**PROVIDED DATA**
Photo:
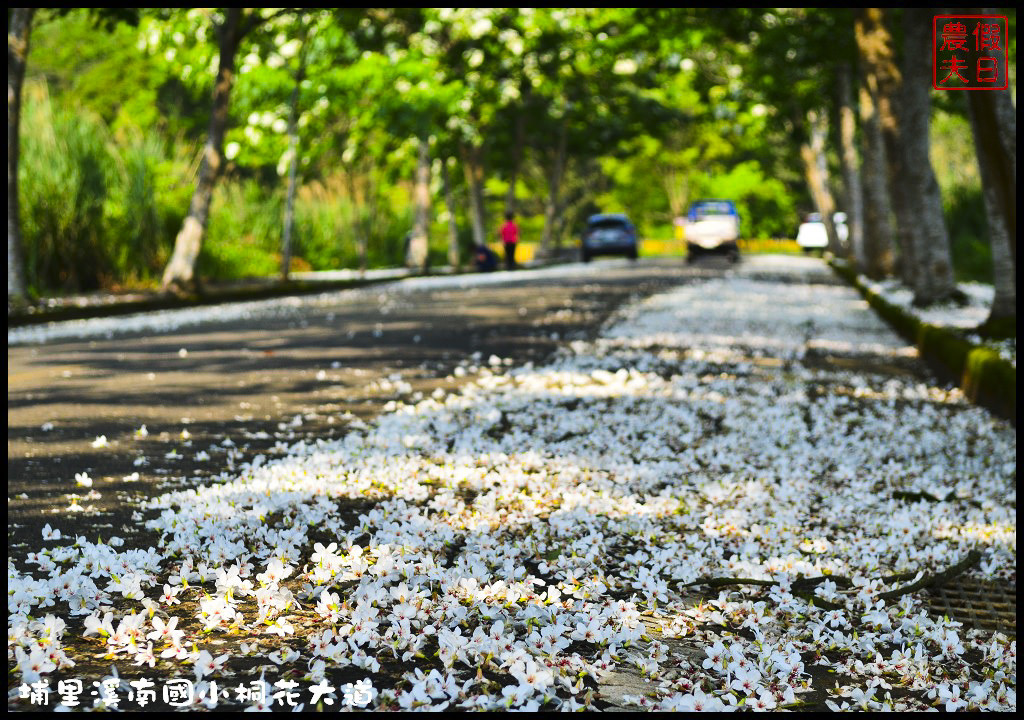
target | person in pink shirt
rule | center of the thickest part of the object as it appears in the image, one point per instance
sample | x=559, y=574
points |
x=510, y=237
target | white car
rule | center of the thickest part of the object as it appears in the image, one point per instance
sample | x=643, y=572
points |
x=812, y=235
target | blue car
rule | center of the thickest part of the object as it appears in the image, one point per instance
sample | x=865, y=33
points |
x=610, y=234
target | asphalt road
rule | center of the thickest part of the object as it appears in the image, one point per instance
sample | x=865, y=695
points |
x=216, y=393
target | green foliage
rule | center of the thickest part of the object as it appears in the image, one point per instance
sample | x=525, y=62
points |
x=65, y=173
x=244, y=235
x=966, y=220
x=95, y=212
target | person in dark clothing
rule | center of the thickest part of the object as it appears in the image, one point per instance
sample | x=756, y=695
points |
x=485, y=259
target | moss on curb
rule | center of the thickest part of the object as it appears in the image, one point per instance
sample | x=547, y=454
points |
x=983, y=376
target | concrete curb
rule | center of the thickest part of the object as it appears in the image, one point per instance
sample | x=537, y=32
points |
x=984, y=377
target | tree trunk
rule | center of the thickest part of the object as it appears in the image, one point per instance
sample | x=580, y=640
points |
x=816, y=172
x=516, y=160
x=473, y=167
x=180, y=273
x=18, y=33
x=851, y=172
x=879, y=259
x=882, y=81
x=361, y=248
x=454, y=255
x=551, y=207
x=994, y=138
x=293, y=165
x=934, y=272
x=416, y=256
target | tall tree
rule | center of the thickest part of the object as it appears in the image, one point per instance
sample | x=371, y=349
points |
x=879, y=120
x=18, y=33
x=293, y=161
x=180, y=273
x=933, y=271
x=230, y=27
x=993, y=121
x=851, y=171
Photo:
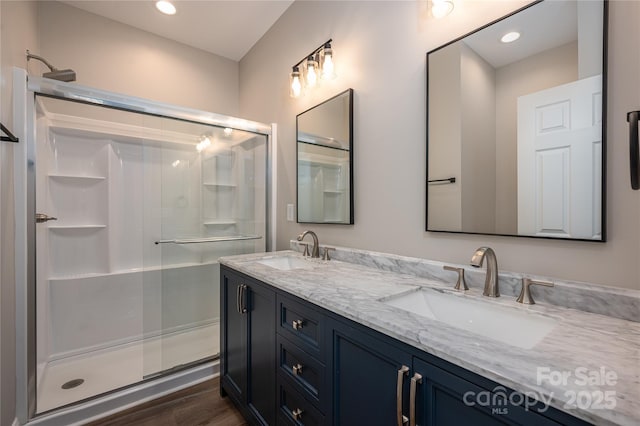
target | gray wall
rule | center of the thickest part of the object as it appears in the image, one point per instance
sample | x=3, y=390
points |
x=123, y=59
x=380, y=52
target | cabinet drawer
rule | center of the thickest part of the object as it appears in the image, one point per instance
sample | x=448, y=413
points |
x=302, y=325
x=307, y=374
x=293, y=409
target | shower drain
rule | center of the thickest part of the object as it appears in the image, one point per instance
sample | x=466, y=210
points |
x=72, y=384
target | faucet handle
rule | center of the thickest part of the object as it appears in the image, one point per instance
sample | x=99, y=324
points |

**WHAT THE EXERCISE ASKS**
Copy out every line of the data above, taking care to leave the pictures out.

**ANSWER FOR THIS EXERCISE**
Photo:
target | person in pink shirt
rule | center of the thickest part of the object as it appears in the image, one point per instance
sample | x=559, y=574
points |
x=510, y=237
target | white car
rule | center of the thickest part of the object as it appears in the image, one point per instance
sample | x=643, y=572
points |
x=812, y=235
target | blue car
rule | center of the thickest part of the object as it appears in the image, one point per instance
sample | x=865, y=33
points |
x=610, y=234
target | asphalt road
rule | center of the thickest part of the object as it appears in the image, one point per instance
sample | x=865, y=695
points |
x=216, y=393
target | green foliage
rule | center of the thickest part of the object as it appears in the image, one point per instance
sample | x=525, y=62
points |
x=65, y=173
x=244, y=235
x=966, y=220
x=95, y=212
target | person in dark clothing
rule | center of the thickest part of the object as it appears in the image, one point per instance
sample | x=756, y=695
points |
x=485, y=259
target | moss on curb
rule | center of the thickest part of the object as it appears in the image, one point per instance
sample | x=547, y=454
points |
x=983, y=376
target | concrete curb
rule | center of the thickest part of the object as it appears in the image, one point per instance
sample | x=537, y=32
points |
x=984, y=377
target | tree trunk
rule | center of the thickest part of the object as it appears in the image, one point per instance
sample | x=580, y=640
points |
x=816, y=172
x=516, y=160
x=473, y=167
x=180, y=273
x=18, y=33
x=851, y=172
x=879, y=259
x=882, y=81
x=361, y=248
x=454, y=255
x=551, y=207
x=994, y=138
x=293, y=165
x=934, y=272
x=416, y=256
target | tall tree
rule | center of the thickest part of the object as it appears in the image, one point per instance
sample | x=371, y=349
points |
x=879, y=120
x=18, y=33
x=293, y=161
x=180, y=273
x=933, y=271
x=230, y=27
x=993, y=121
x=851, y=171
Photo:
target | gray wall
rule | center of the thickest part of the object as it appears in the image, one point per instance
sample | x=3, y=390
points |
x=123, y=59
x=380, y=52
target | cabinet drawer
rule | center of the thickest part of the object as it appears in the image, one point per instance
sample | x=448, y=413
points |
x=302, y=325
x=307, y=374
x=293, y=409
target | shower drain
rule | center of the thickest part of the object as it appears in the image, one point per instance
sample | x=466, y=210
points |
x=72, y=384
target | faucet handle
rule | center of the thickest part of the object as it appears in the image, one point per instance
sample | x=99, y=324
points |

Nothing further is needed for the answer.